» **Dokumenttext**:
Auch der griechische Stardirigent Teodor Currentzis, wegen seiner russischen Zweitbürgerschaft und nie erfolgten Distanzierung vom russischen Angriffskrieg auf die Ukraine umstritten, ist 2025 wieder dabei - mit seinem Utopia Orchester, einem Klangkörper, den Currentzis eigens für Auftritte im Westen gegründet hat.
Viele russische Künstler - aber keine Davydova
Im Dezember 2024 überschattete der Eklat um die Kündigung der russischen Festival-Chefin Marina Davydova die Präsentation des Salzburg-Programms. Man trennte sich von der Dramaturgin - die auch eine konsequente Kritikerin des Putin-Regimes ist - wegen der Nichteinhaltung der vertraglichen Modalitäten, weil sie ohne Ankündigung für ein weiteres Festival tätig gewesen war.
Ansonsten zeigt das Programm der Festspiele eher eine große Solidarität mit Kulturschaffenden, die dem Putin-Reich den Rücken gekehrt haben: So wirken in Salzburg die russischen Regisseure Kirill Serebrennikov (Sorokins "Schneesturm") und Dmitri Tcherniakov (Händels "Giulio Cesare in Egitto") oder Evgeny Titov (Tschechows "Drei Schwestern" in der Fassung des vor kurzem verstorbenen Peter Eötvös) mit.
"Ich verhehle auch nicht, dass ich als Pianist ein großer Bewunderer der russischen Klavierschule bin", sagte Salzburg-Intendant Hinterhäuser der DW. In Salzburg werden Grigori Sokolow, Arkadi Volodos, Evgeny Kissin, Daniil Trifonow und Alexander Malofeev auftreten. Mit einer Konzertreihe ehren sie insbesondere den Komponisten und Pianisten Dmitri Schostakowitsch anlässlich seines 50. Todestages am 9. August.
Geplant ist auch eine Lesung der Ukrainerin Marianna Kijanowska aus ihrem mehrfach preisgekrönten Werk "Babyn Jar. Stimmen". Die Dichterin erzählt von der Ermordung von mehr als 33.000 Juden, fast der gesamten jüdischen Bevölkerung Kyjiws, durch die Nazis im September 1941.

» **Aufgabenstellung**:
Gib aus dem Text über die Salzburger Festspiele alles von „Viele russische Künstler“ bis hinunter zu „Peter Eötvös) mit.“ erneut wieder und ersetze dabei „Davydova“ durch „Dawydowa“. Verwende ausschließlich den Text über die Salzburger Festspiele.

» **Datenauszug**:
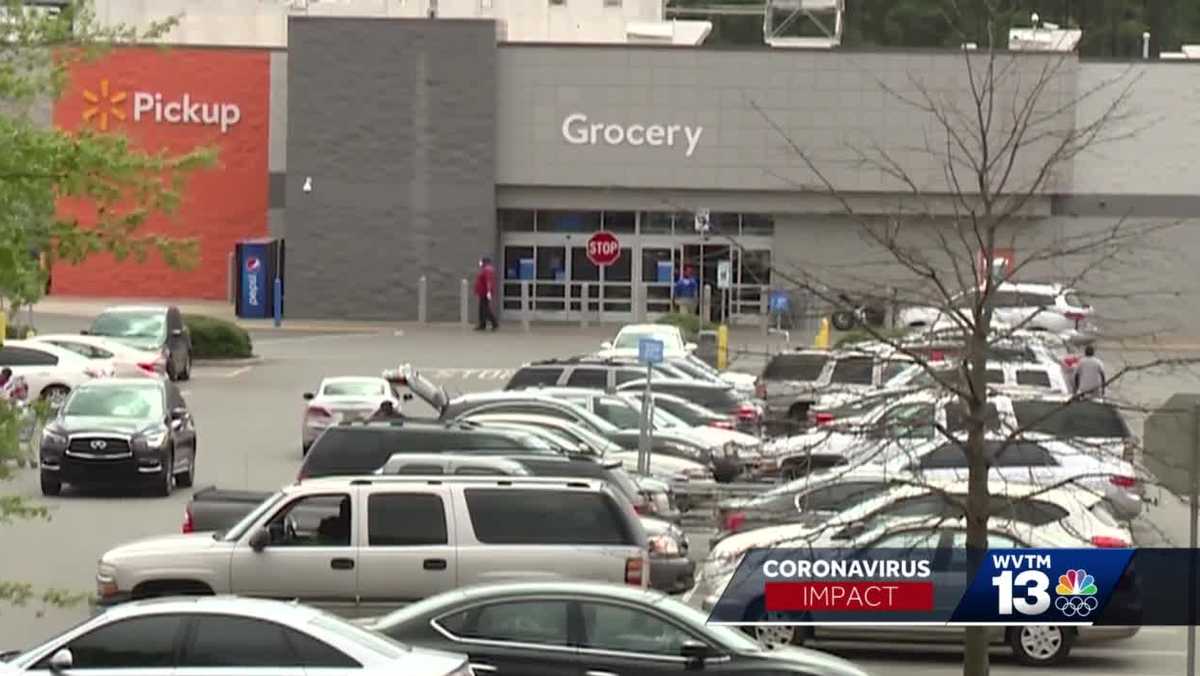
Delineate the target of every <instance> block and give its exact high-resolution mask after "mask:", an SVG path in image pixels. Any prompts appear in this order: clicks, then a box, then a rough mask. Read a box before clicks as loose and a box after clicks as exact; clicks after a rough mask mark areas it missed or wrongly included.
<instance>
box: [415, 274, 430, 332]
mask: <svg viewBox="0 0 1200 676" xmlns="http://www.w3.org/2000/svg"><path fill="white" fill-rule="evenodd" d="M428 295H430V280H428V279H427V277H426V276H425V275H421V277H420V279H419V280H416V321H418V322H420V323H422V324H424V323H425V322H426V321H428V316H430V315H428V312H430V306H428Z"/></svg>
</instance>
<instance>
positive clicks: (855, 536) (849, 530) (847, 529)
mask: <svg viewBox="0 0 1200 676" xmlns="http://www.w3.org/2000/svg"><path fill="white" fill-rule="evenodd" d="M864 531H866V526H865V525H864V524H862V522H859V524H851V525H848V526H846V527H845V528H842V530H840V531H838V532H836V533H834V534H833V539H835V540H848V539H851V538H857V537H858V536H862V534H863V532H864Z"/></svg>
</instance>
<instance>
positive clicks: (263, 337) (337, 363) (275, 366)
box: [0, 315, 1200, 676]
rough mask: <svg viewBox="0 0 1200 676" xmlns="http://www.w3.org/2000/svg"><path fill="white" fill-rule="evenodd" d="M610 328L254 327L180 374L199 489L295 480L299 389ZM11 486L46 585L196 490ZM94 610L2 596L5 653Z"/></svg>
mask: <svg viewBox="0 0 1200 676" xmlns="http://www.w3.org/2000/svg"><path fill="white" fill-rule="evenodd" d="M37 325H38V330H40V331H41V333H52V331H77V330H79V328H82V327H83V325H84V322H83V321H82V319H79V318H74V317H54V316H48V315H42V316H40V317H38V318H37ZM612 330H613V329H612V328H600V327H593V328H590V329H580V328H577V327H575V328H572V327H560V328H548V329H542V328H539V329H536V330H535V333H528V334H527V333H524V331H522V330H521V328H520V327H518V325H506V327H504V328H502V330H500V331H499V333H496V334H493V333H486V334H480V333H475V331H469V330H462V329H460V328H457V327H431V328H421V329H419V330H407V329H406V330H395V331H370V333H350V334H331V333H328V331H320V333H316V331H314V333H305V331H272V330H262V331H254V340H256V352H257V353H258V354H259V355H260V358H262V359H260V360H258V361H256V363H253V364H246V365H221V366H205V365H199V366H197V367H196V372H194V376H193V379H192V381H191V382H190V383H182V385H184V391H185V396H186V397H187V400H188V402H190V405H191V407H192V409H193V413H194V415H196V419H197V424H198V429H199V436H198V461H197V462H198V465H197V483H196V485H197V487H204V486H208V485H220V486H223V487H238V489H258V490H270V489H274V487H276V486H278V485H281V484H283V483H287V481H289V480H292V479H293V478H294V477H295V472H296V469H298V467H299V463H300V457H301V455H300V420H301V413H302V400H301V394H302V393H304V391H306V390H310V389H312V388H313V387H316V384H317V383H318V382H319V379H320V378H322V377H324V376H335V375H376V373H378V372H379V371H380V370H383V369H388V367H394V366H396V365H397V364H402V363H412V364H415V365H419V366H420V367H421V369H422V371H425V372H426V373H427V375H430V376H431V377H433V378H436V379H437V381H439V382H442V383H443V384H444V385H445V387H446V388H448V389H449V390H451V391H474V390H485V389H494V388H498V387H500V385H502V384H503V382H504V381H505V379H506V377H508V373H509V370H511V369H514V367H516V366H518V365H520V364H522V363H523V361H527V360H532V359H536V358H544V357H550V355H560V354H572V353H582V352H589V351H593V349H595V348H596V347H598V342H599V340H601V339H602V337H604V336H605V335H607V334H610V333H611V331H612ZM1123 358H1124V357H1123V355H1112V357H1111V359H1114V360H1116V359H1123ZM1129 358H1130V359H1135V358H1136V357H1129ZM754 364H755V360H754V359H750V358H746V359H744V360H742V361H740V363H739V366H742V367H745V369H752V367H754ZM1127 385H1128V390H1129V394H1128V396H1129V397H1130V399H1133V397H1138V399H1142V400H1145V401H1146V402H1147V405H1153V403H1158V402H1160V401H1163V400H1165V399H1166V396H1169V395H1170V394H1171V393H1174V391H1176V390H1192V391H1200V379H1198V378H1195V376H1194V375H1193V373H1192V372H1190V371H1183V370H1176V371H1174V372H1171V373H1168V375H1166V376H1159V377H1158V378H1150V377H1139V378H1138V379H1130V381H1129V382H1128V384H1127ZM413 408H414V409H415V411H414V412H416V413H418V414H421V412H427V409H426V408H425V407H424V405H422V403H418V402H413ZM2 492H4V493H10V495H11V493H16V495H22V496H25V497H29V498H34V499H37V501H41V502H42V503H43V504H46V505H47V507H48V508H49V510H50V520H49V521H48V522H46V521H25V522H14V524H10V525H0V533H2V540H0V542H2V543H4V549H2V554H0V579H2V580H20V581H25V582H31V584H34V585H35V586H37V587H41V588H44V587H56V588H66V590H72V591H90V590H91V588H92V586H94V575H95V568H96V561H97V558H98V556H100V555H101V554H102V552H103V551H104V550H107V549H108V548H110V546H113V545H116V544H120V543H126V542H130V540H132V539H136V538H140V537H148V536H156V534H162V533H172V532H179V528H180V525H181V522H182V516H184V508H185V505H186V503H187V501H188V498H190V495H191V492H192V491H191V490H178V491H176V492H175V493H174V495H173V496H172V497H170V498H152V497H140V496H136V495H128V493H124V492H109V491H104V492H98V493H86V495H80V493H78V492H76V491H67V492H65V493H64V495H62V496H61V497H58V498H44V499H43V498H42V497H41V495H40V492H38V485H37V477H36V472H34V471H30V469H23V471H18V473H17V478H16V479H14V480H13V481H11V483H8V484H5V485H4V486H2ZM1147 521H1150V522H1152V524H1153V526H1154V527H1153V528H1146V530H1145V531H1146V533H1147V534H1146V537H1147V538H1156V540H1153V542H1145V543H1141V544H1157V543H1160V542H1165V540H1163V539H1162V538H1164V537H1168V539H1172V540H1174V538H1175V537H1180V538H1186V534H1187V513H1186V509H1184V508H1183V505H1182V504H1180V503H1178V501H1176V499H1175V498H1174V497H1170V496H1168V497H1166V498H1164V499H1162V501H1160V502H1159V504H1157V505H1154V507H1152V508H1151V510H1150V514H1148V516H1147ZM1164 533H1166V536H1164ZM691 539H692V544H694V546H695V549H696V551H697V555H698V556H702V555H703V544H706V543H707V539H708V533H702V532H697V533H692V538H691ZM1175 542H1186V539H1181V540H1175ZM86 612H88V610H86V608H72V609H66V610H62V609H43V608H40V606H29V608H23V609H20V608H18V609H12V608H8V606H4V605H0V648H10V647H24V646H29V645H32V644H36V642H37V641H40V640H43V639H46V638H48V636H50V635H53V634H55V633H58V632H61V630H62V629H65V628H67V627H68V626H71V624H73V623H76V622H78V621H79V620H80V618H82V617H84V616H85V614H86ZM835 652H839V653H841V654H845V656H846V657H848V658H851V659H853V660H856V662H858V663H859V664H862V665H863V666H864V668H866V669H868V670H869V671H871V672H877V674H882V672H884V671H886V672H889V674H894V675H898V676H899V675H910V674H911V675H913V676H917V675H922V676H926V675H929V676H935V675H943V674H944V675H949V674H958V672H960V671H961V659H960V657H959V654H958V653H956V652H955V651H954V650H953V648H949V650H948V651H931V650H924V648H923V650H920V651H912V650H900V648H895V650H893V648H890V647H880V646H871V647H868V648H866V650H863V648H862V647H859V648H853V647H851V648H847V647H844V646H839V647H836V648H835ZM1184 654H1186V653H1184V634H1183V629H1175V628H1147V629H1144V630H1142V632H1141V633H1140V634H1139V635H1138V636H1135V638H1134V639H1132V640H1129V641H1126V642H1121V644H1112V645H1111V646H1105V647H1099V648H1079V650H1076V652H1075V653H1074V654H1073V659H1072V660H1070V662H1069V663H1068V664H1067V665H1064V666H1062V668H1055V669H1054V670H1052V671H1054V674H1056V675H1058V676H1062V675H1066V674H1080V675H1082V674H1087V675H1091V676H1110V675H1117V674H1120V675H1134V674H1136V675H1140V676H1168V675H1182V674H1184V666H1186V658H1184ZM1050 671H1051V670H1049V669H1046V670H1037V669H1027V668H1021V666H1018V665H1015V664H1014V663H1012V662H1010V660H1009V659H1008V658H1007V654H1003V652H1001V653H997V660H996V665H995V668H994V672H995V674H1001V675H1009V674H1012V675H1014V676H1015V675H1016V674H1021V675H1030V676H1040V675H1042V674H1050Z"/></svg>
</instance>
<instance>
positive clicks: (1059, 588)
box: [1054, 568, 1100, 617]
mask: <svg viewBox="0 0 1200 676" xmlns="http://www.w3.org/2000/svg"><path fill="white" fill-rule="evenodd" d="M1054 591H1055V593H1056V594H1058V598H1056V599H1055V602H1054V606H1055V608H1057V609H1058V611H1060V612H1062V614H1063V615H1066V616H1067V617H1087V616H1088V615H1091V614H1092V611H1094V610H1096V609H1097V608H1099V605H1100V602H1099V600H1097V599H1096V594H1097V593H1099V590H1098V588H1097V587H1096V578H1093V576H1092V575H1088V574H1087V570H1084V569H1082V568H1080V569H1078V570H1076V569H1072V570H1067V572H1066V573H1063V574H1062V575H1058V586H1057V587H1055V590H1054Z"/></svg>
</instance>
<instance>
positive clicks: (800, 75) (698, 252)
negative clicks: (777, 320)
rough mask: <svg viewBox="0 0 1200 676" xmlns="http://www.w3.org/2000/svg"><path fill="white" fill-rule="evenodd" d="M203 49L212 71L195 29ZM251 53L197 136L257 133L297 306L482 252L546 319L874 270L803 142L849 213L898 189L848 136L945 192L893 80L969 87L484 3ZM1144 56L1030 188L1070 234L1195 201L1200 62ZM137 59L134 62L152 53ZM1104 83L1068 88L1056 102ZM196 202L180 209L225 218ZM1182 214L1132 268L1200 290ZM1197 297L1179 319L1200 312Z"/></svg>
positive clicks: (275, 215) (445, 267) (1103, 63)
mask: <svg viewBox="0 0 1200 676" xmlns="http://www.w3.org/2000/svg"><path fill="white" fill-rule="evenodd" d="M193 52H197V53H200V55H198V56H196V58H197V59H198V60H199V61H198V62H200V65H199V66H197V67H199V68H202V70H203V67H204V66H203V62H202V61H203V60H204V59H203V53H204V50H203V49H194V50H193ZM229 52H234V50H229V49H212V50H211V53H212V54H214V56H211V58H214V59H215V58H216V54H223V53H229ZM246 52H252V53H254V54H258V52H257V50H240V52H239V53H241V54H244V55H242V56H241V59H244V60H247V64H250V65H251V66H252V67H250V66H247V67H246V68H244V71H245V72H244V73H242V74H239V73H238V72H228V73H226V74H223V77H222V79H221V80H220V82H221V83H224V84H214V82H212V78H209V79H205V80H204V83H205V84H204V86H209V88H210V90H209V91H208V95H209V96H210V97H217V98H222V100H223V101H230V100H234V98H236V97H239V96H240V97H244V98H246V103H245V104H242V107H241V109H240V110H241V114H240V119H239V121H238V122H236V125H238V126H236V127H235V128H233V131H227V132H226V133H223V134H222V133H221V131H220V130H217V128H215V127H214V128H209V130H208V132H206V133H210V134H212V138H216V139H218V140H221V139H224V142H230V139H232V138H233V137H234V136H236V134H244V136H245V138H244V139H242V140H240V142H238V143H240V145H235V146H234V150H235V152H234V154H233V155H229V156H227V157H224V163H226V167H227V168H230V169H234V167H235V164H233V163H230V158H232V161H233V162H239V161H240V162H242V163H248V164H247V166H252V167H254V173H256V174H260V175H254V177H248V175H242V177H241V178H239V179H238V181H236V183H238V184H239V185H240V184H246V183H247V181H250V185H248V187H242V189H241V190H242V192H245V191H247V190H248V191H250V192H253V193H254V195H253V196H251V197H246V198H244V199H242V203H240V207H239V210H238V215H236V217H234V216H230V217H229V221H230V222H233V221H238V226H236V228H234V229H236V237H238V238H240V237H254V235H268V234H270V235H276V237H283V238H284V240H286V245H287V261H286V298H287V301H286V313H287V316H288V317H289V318H343V317H344V318H364V319H366V318H379V319H410V318H415V316H416V301H415V294H416V289H418V280H419V279H420V277H421V276H426V277H427V280H428V289H430V295H431V298H430V307H428V317H430V318H431V319H433V321H455V319H457V318H458V289H460V280H462V279H463V277H470V276H472V275H473V274H474V271H475V267H476V262H478V259H479V257H480V256H481V255H485V253H490V255H492V256H493V257H494V258H496V259H497V263H498V265H497V268H498V270H499V271H500V273H502V274H503V277H504V282H505V283H504V285H503V293H504V307H505V312H506V315H508V316H509V318H514V317H520V316H521V313H522V310H521V298H520V295H521V292H520V289H521V283H520V280H522V279H524V280H528V281H530V285H529V289H530V299H529V300H530V306H529V307H528V312H529V313H532V316H534V317H538V318H575V317H577V316H578V315H577V312H578V310H580V297H581V294H582V293H583V289H584V288H587V293H588V294H589V297H590V298H592V303H590V304H589V307H592V310H593V312H599V313H600V315H601V316H602V317H604V318H608V319H614V321H622V319H630V318H634V317H638V316H641V315H642V313H643V312H648V313H653V312H656V311H662V310H665V309H666V306H667V298H668V295H670V283H667V282H666V281H665V280H666V279H667V277H668V276H670V275H671V274H672V273H674V271H677V270H678V269H679V268H680V267H682V265H692V267H695V268H697V269H698V270H700V271H701V273H702V274H703V275H704V276H706V280H713V279H714V277H715V270H716V265H718V262H719V261H721V259H724V261H728V262H730V263H731V270H732V276H733V279H732V285H733V289H732V292H731V301H730V307H728V310H730V311H731V312H732V313H733V315H734V316H739V317H744V318H748V319H752V318H754V317H755V316H756V315H757V313H758V312H760V311H761V309H762V307H763V305H764V304H763V301H762V289H763V288H764V287H768V286H770V285H780V283H781V282H782V280H781V279H780V276H779V274H778V269H788V270H799V271H803V273H805V274H809V275H815V276H817V277H821V279H829V280H830V283H839V282H838V280H839V279H848V277H852V276H854V275H858V276H863V275H870V274H874V273H872V270H874V267H872V263H871V262H870V261H864V257H870V256H874V257H878V253H866V251H868V247H866V245H865V244H864V241H863V240H862V239H860V235H859V233H858V229H857V228H856V227H854V226H853V225H852V223H851V221H850V220H848V219H847V217H845V215H844V208H842V205H841V204H839V203H838V202H836V201H834V199H832V198H830V197H829V196H828V195H827V192H826V191H823V190H821V189H820V185H818V183H817V179H816V177H815V175H814V174H812V173H811V172H810V171H808V169H806V168H805V166H804V163H803V162H802V161H800V160H799V157H798V156H797V154H796V152H794V151H793V149H792V148H790V144H796V146H798V148H802V149H803V150H804V151H805V152H808V154H809V155H810V156H811V157H812V158H814V161H815V162H817V163H818V164H820V166H821V168H822V171H823V172H824V174H826V177H827V178H828V179H829V180H830V181H832V183H833V184H834V185H835V186H836V187H838V190H839V191H840V192H841V193H842V195H844V196H845V197H846V198H847V199H848V202H850V203H851V204H852V205H853V208H854V210H856V211H857V213H859V214H864V215H877V216H884V215H887V214H892V213H895V210H896V209H898V208H900V205H901V204H902V199H901V197H902V196H904V195H905V193H906V192H907V191H906V190H905V187H904V186H901V185H900V184H899V183H898V181H896V180H894V179H892V178H889V177H887V175H886V174H884V173H883V172H881V171H878V169H875V168H871V167H866V166H864V164H863V163H860V162H858V161H856V157H854V155H853V152H852V151H851V150H850V149H851V148H852V146H858V148H864V146H868V145H870V144H878V145H880V146H882V148H883V149H884V150H887V151H888V152H889V155H890V156H892V157H893V158H895V160H896V161H898V162H900V163H902V164H904V166H905V167H906V168H907V169H908V171H910V173H911V175H912V177H914V179H916V180H917V181H918V183H920V184H922V186H923V189H929V195H928V203H926V205H931V207H930V208H931V209H934V210H935V211H942V213H947V214H948V213H949V211H950V209H952V204H950V201H949V199H948V198H947V197H946V196H943V195H938V187H937V186H938V185H944V179H943V175H942V168H941V166H940V163H938V162H935V161H931V158H930V157H929V156H928V155H926V154H924V152H922V151H919V150H918V149H920V148H924V146H925V145H926V143H928V140H929V138H930V136H929V134H930V132H931V131H932V130H934V126H932V125H931V120H930V119H929V118H928V115H925V114H923V113H919V112H917V110H914V109H913V108H912V107H910V106H907V104H905V103H902V102H901V101H900V100H899V98H898V97H896V96H894V95H890V94H887V92H886V91H884V88H890V89H894V90H895V91H898V92H901V94H904V92H912V91H914V90H913V84H912V82H913V77H916V78H917V79H918V80H919V82H923V83H925V84H928V85H930V86H931V88H932V89H934V90H936V91H937V92H938V94H940V95H941V96H946V97H949V98H954V97H959V101H961V100H962V98H961V97H962V96H964V95H965V82H964V78H965V67H964V62H962V54H960V53H953V52H875V53H864V52H846V50H835V52H824V50H781V49H766V48H763V49H749V50H726V49H709V48H679V47H650V46H630V44H616V46H572V44H530V43H520V44H517V43H500V44H497V42H496V28H494V25H493V24H492V22H484V20H445V19H439V20H422V19H354V18H308V17H293V18H292V19H290V23H289V28H288V48H287V50H262V53H260V56H259V55H254V56H247V55H245V53H246ZM146 58H148V59H150V58H155V56H154V55H152V54H151V55H148V56H146ZM1061 58H1062V56H1060V55H1048V54H1024V55H1021V56H1020V59H1019V60H1018V64H1019V68H1021V70H1022V72H1025V71H1027V72H1028V73H1031V74H1032V73H1034V72H1037V71H1039V70H1040V68H1042V67H1044V66H1045V65H1046V62H1048V60H1051V59H1061ZM259 62H262V67H260V68H259V66H258V64H259ZM1128 67H1129V65H1128V64H1109V62H1087V61H1085V62H1079V61H1078V60H1075V59H1074V56H1069V62H1068V64H1067V65H1066V66H1063V67H1062V70H1061V72H1060V74H1058V77H1056V78H1055V79H1054V80H1052V83H1051V84H1050V88H1049V89H1048V92H1046V94H1045V96H1046V100H1048V101H1060V102H1063V103H1067V102H1069V101H1072V100H1073V98H1074V97H1076V96H1078V94H1079V92H1080V91H1086V90H1088V89H1090V88H1092V86H1094V85H1096V84H1097V83H1099V82H1103V80H1104V79H1105V78H1110V77H1116V76H1120V74H1121V73H1122V72H1124V71H1126V70H1127V68H1128ZM256 68H257V70H256ZM226 70H227V71H228V64H227V65H226ZM1139 71H1140V79H1139V82H1138V84H1136V89H1135V96H1134V104H1135V108H1136V109H1138V112H1139V114H1140V115H1144V118H1140V119H1152V120H1154V124H1152V125H1145V124H1140V125H1139V128H1140V127H1142V126H1145V127H1148V128H1146V130H1145V131H1142V132H1140V133H1139V134H1138V136H1136V137H1134V138H1130V139H1123V140H1120V142H1115V143H1111V144H1106V145H1104V146H1102V148H1100V149H1098V150H1097V151H1094V152H1088V154H1085V155H1082V156H1080V157H1078V158H1076V160H1075V161H1074V162H1073V163H1072V164H1069V166H1067V167H1064V171H1063V172H1061V173H1060V174H1058V175H1056V177H1055V178H1054V181H1052V185H1051V189H1050V190H1049V191H1048V192H1046V193H1045V195H1044V196H1040V197H1038V198H1037V199H1034V201H1032V202H1031V203H1030V204H1028V207H1027V216H1028V223H1027V227H1028V228H1031V232H1036V233H1039V237H1050V238H1054V237H1058V238H1062V237H1069V235H1070V234H1072V233H1075V232H1080V228H1084V229H1086V228H1099V227H1104V226H1111V225H1112V222H1114V221H1115V219H1117V217H1122V216H1133V217H1138V219H1192V217H1198V216H1200V197H1198V195H1200V172H1196V171H1195V169H1194V164H1195V158H1196V157H1200V65H1196V64H1188V62H1146V64H1145V65H1141V66H1139ZM128 77H131V78H137V77H140V76H139V74H138V71H137V67H136V66H134V67H132V70H131V71H130V73H128ZM240 78H253V83H256V84H260V85H262V88H260V89H257V88H256V86H251V85H247V84H246V83H245V82H242V79H240ZM163 86H169V83H168V84H163ZM211 88H217V89H221V88H224V89H226V90H227V91H226V90H222V91H212V90H211ZM1099 103H1100V102H1099V101H1097V102H1096V103H1085V104H1082V106H1075V107H1070V108H1068V113H1067V114H1066V115H1063V118H1062V124H1063V125H1072V124H1075V119H1076V116H1079V118H1080V119H1082V118H1086V116H1088V115H1093V114H1094V113H1096V110H1093V109H1091V108H1090V106H1091V107H1092V108H1094V107H1096V106H1097V104H1099ZM1128 124H1135V122H1128ZM176 126H180V125H176ZM256 144H260V150H259V146H258V145H256ZM1027 171H1030V167H1018V172H1027ZM205 181H209V183H208V184H206V183H205ZM198 186H199V187H198V189H197V190H198V192H197V191H193V193H190V198H188V199H190V201H192V202H194V203H197V204H202V205H203V204H209V205H214V208H217V209H220V204H221V203H222V196H223V195H227V193H228V191H229V190H230V186H229V185H226V186H224V187H222V184H221V180H218V179H215V178H200V179H198ZM306 186H307V187H308V189H310V190H306V189H305V187H306ZM204 191H210V192H208V193H206V192H204ZM941 192H944V189H942V190H941ZM233 193H234V195H238V192H236V191H234V192H233ZM697 210H708V211H709V213H710V215H712V223H713V226H714V229H716V231H719V233H720V234H719V235H713V237H710V238H708V240H707V241H702V240H701V238H700V235H697V234H696V232H695V228H694V222H695V216H694V215H695V213H696V211H697ZM203 211H204V210H203V209H200V210H199V214H198V215H197V216H196V217H194V219H193V220H192V221H187V222H185V223H182V226H181V227H184V228H193V227H194V228H206V229H203V232H206V233H214V226H212V223H211V222H209V223H204V222H203V221H204V215H203ZM190 217H191V216H190ZM197 219H198V220H197ZM239 219H240V220H239ZM1194 223H1200V221H1195V222H1194ZM929 227H931V228H934V227H938V223H937V222H936V220H934V222H930V223H929ZM217 229H220V228H217ZM600 229H605V231H608V232H612V233H614V234H616V237H617V238H618V239H619V243H620V256H619V258H618V259H617V262H616V263H614V264H613V265H611V267H607V268H602V269H598V268H596V267H595V265H593V264H592V263H590V262H589V261H588V257H587V252H586V243H587V239H588V238H589V237H590V235H592V234H593V233H594V232H596V231H600ZM198 232H199V231H198ZM727 235H737V243H738V245H739V246H737V247H733V246H730V241H728V239H727ZM206 237H210V238H216V240H217V241H218V244H220V245H214V253H212V256H210V257H209V258H206V259H205V262H204V265H205V269H204V276H205V279H206V280H209V282H206V285H208V286H203V285H202V286H203V288H202V286H198V287H197V289H200V291H202V293H199V294H198V295H212V294H214V293H218V294H220V293H222V292H223V289H224V285H226V280H227V275H228V274H229V269H228V268H229V265H228V262H227V261H228V258H227V251H226V250H227V249H228V247H229V246H232V245H230V241H232V239H236V238H234V237H233V235H230V234H228V233H224V234H221V233H216V234H210V235H206ZM1171 237H1172V238H1174V239H1172V240H1171V241H1170V243H1168V244H1166V245H1165V246H1163V247H1160V249H1156V250H1153V251H1147V256H1150V257H1151V258H1152V261H1151V262H1150V264H1142V265H1138V267H1136V268H1140V269H1141V270H1144V271H1146V273H1147V274H1148V275H1150V274H1152V275H1150V276H1147V279H1146V280H1144V281H1145V282H1146V283H1152V282H1153V276H1157V275H1162V276H1163V277H1164V279H1172V280H1176V281H1177V283H1180V285H1183V286H1184V287H1187V288H1186V289H1184V291H1186V292H1187V293H1189V294H1192V295H1190V297H1188V298H1194V299H1198V300H1200V293H1196V287H1198V286H1200V283H1198V282H1200V280H1198V279H1196V273H1195V271H1194V267H1190V265H1188V263H1187V259H1186V258H1187V255H1188V253H1190V252H1192V251H1195V244H1196V241H1200V233H1198V231H1196V229H1195V228H1194V227H1192V225H1187V226H1184V227H1182V228H1178V229H1177V231H1175V232H1174V234H1172V235H1171ZM1015 255H1016V256H1018V257H1020V255H1021V252H1020V251H1016V252H1015ZM773 268H774V269H775V270H773ZM882 268H883V267H882V265H880V269H881V270H882ZM880 274H882V273H880ZM214 280H216V281H215V282H214ZM584 285H586V287H584ZM85 286H86V285H76V286H74V287H72V288H73V292H76V293H78V292H79V289H80V288H83V287H85ZM151 293H152V292H151ZM180 293H181V294H185V295H186V294H188V293H190V292H188V291H187V289H180ZM1175 313H1176V315H1178V312H1175ZM1196 315H1200V313H1196V312H1188V317H1187V321H1190V322H1193V323H1198V322H1200V321H1198V319H1194V318H1192V316H1196ZM1198 330H1200V327H1198Z"/></svg>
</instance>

» **Erwartete Antwort**:
Viele russische Künstler - aber keine Dawydowa
Im Dezember 2024 überschattete der Eklat um die Kündigung der russischen Festival-Chefin Marina Dawydowa die Präsentation des Salzburg-Programms. Man trennte sich von der Dramaturgin - die auch eine konsequente Kritikerin des Putin-Regimes ist - wegen der Nichteinhaltung der vertraglichen Modalitäten, weil sie ohne Ankündigung für ein weiteres Festival tätig gewesen war.
Ansonsten zeigt das Programm der Festspiele eher eine große Solidarität mit Kulturschaffenden, die dem Putin-Reich den Rücken gekehrt haben: So wirken in Salzburg die russischen Regisseure Kirill Serebrennikov (Sorokins "Schneesturm") und Dmitri Tcherniakov (Händels "Giulio Cesare in Egitto") oder Evgeny Titov (Tschechows "Drei Schwestern" in der Fassung des vor kurzem verstorbenen Peter Eötvös) mit.